◆ **Exercise**
According to the article on Isaiah Berlin below, in what year and in which country was Berlin born?

The demands of corporation tax policy, crafting a budget or the vagaries of industrial relations require that any minister for finance be constantly alert to sources of guidance and insight. An unlikely inspiration for me are the writings of an Oxford philosopher who grew up in the throes of the Russian revolutions, Isaiah Berlin.
This month marks the 20th anniversary of his death. Like many philosophers, his reflections are now confined to the classroom or library. Now, when a jabbing finger or raising voice seems mandatory for political debate, his contribution should be important.
Amidst the jostling of Cabinet memorandums, policy papers, public debate and political demands, his reflections ring loud and true to me. Berlin’s advocacy for moderation, his acknowledgment of complexity and fiercely competing claims make him an unlikely seer for modern politics in an interdependent and volatile era.
Experience of the Russian revolutions left him with a deep aversion to political systems that offer certainty in return for devotion
I first encountered his essays as a young student of political theory. Unfairly, he then featured as a medium-sized footnote in most histories or studies of political philosophy. His choice of the essay as a favoured medium of communication and disdain for large systems of political thought counted against him.
This has changed. Writers such as Mark Lilla and Michael Ignatieff began a deserved and much-needed recognition of his work.
Born in Latvia in 1909, a Jewish subject of a Russian ruler, Berlin grew up in Petrograd. Experience of the Russian revolutions left him with a deep aversion to political systems that offer certainty in return for devotion.
He fled to Oxford, to a dazzling academic career. He was prolific, with more than 20 collections of his works now published. Great thinkers and the sweep of history are luminous presences in his essays.
The smouldering relevance of his thoughts has now ignited. At a time when the certainty of a political claim outweighs the weight of supporting evidence, his thoughts matter
In considering his work, my limitations as a reader are painfully acute. I have some understanding of some of the more famous thinkers that Berlin considers. But I am at an utter loss when he moves across a wider range of philosophers with humbling ease.
I have given up on some of those essays, his erudition overwhelming me. Others, particularly on political judgment and theory, are well-thumbed.
The smouldering relevance of his thoughts has now ignited. At a time when the certainty of a political claim outweighs the weight of supporting evidence, his thoughts matter.
This vitality is centred on his appreciation of and advocacy for the values and nuances of freedom and political pluralism.
Berlin warns of the burning attractions of dogma and sweeping grandeur of the simple solution. Instead he wrote that the “collision of values are the essence of what they are and what we are”.
Multiplicity of beliefs
But this lack of certainty is not a weakness of the political life of nations or democracies. The multiplicity of beliefs is a strength, a bedrock that should stand firm against “the search for perfection that does seem to me a recipe for bloodshed, no better even if it is demanded by the sincerest of idealists, the purest of heart”.

Lines of data:

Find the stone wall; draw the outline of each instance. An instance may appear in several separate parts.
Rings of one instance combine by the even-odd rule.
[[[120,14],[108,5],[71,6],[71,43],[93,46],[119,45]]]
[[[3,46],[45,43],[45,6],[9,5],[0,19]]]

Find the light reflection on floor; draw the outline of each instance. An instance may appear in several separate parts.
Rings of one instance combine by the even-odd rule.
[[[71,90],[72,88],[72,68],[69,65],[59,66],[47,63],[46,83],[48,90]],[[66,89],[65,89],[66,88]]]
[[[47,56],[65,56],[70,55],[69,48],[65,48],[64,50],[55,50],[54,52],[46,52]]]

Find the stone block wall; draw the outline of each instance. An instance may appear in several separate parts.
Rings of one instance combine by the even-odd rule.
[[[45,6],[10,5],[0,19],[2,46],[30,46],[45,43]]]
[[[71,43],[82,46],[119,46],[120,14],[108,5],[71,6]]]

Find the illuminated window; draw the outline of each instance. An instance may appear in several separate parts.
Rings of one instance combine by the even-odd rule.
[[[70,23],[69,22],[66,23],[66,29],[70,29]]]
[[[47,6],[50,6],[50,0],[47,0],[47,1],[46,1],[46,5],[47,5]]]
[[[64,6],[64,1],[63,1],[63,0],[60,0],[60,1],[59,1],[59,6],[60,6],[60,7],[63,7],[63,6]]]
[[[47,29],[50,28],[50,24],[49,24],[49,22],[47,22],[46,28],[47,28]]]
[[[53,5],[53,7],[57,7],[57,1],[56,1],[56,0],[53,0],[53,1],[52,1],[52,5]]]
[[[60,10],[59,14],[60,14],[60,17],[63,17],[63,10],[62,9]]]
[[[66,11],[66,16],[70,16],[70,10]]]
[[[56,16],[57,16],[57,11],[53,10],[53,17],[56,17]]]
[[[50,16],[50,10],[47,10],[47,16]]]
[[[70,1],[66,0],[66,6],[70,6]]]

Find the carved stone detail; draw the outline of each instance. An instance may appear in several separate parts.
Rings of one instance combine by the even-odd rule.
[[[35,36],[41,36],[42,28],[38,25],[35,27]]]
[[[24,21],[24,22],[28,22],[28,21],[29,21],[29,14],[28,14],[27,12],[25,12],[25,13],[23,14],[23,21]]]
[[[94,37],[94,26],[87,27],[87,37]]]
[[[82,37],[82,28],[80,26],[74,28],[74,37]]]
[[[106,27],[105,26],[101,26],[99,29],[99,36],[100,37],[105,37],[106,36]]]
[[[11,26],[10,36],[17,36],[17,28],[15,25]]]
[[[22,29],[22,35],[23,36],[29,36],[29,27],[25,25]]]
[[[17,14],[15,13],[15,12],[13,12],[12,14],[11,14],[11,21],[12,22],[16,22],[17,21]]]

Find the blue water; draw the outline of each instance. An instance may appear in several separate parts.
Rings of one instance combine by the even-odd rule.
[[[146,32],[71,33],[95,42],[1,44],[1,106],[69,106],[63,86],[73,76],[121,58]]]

◆ **Result for this task**
He was born in Latvia in 1909.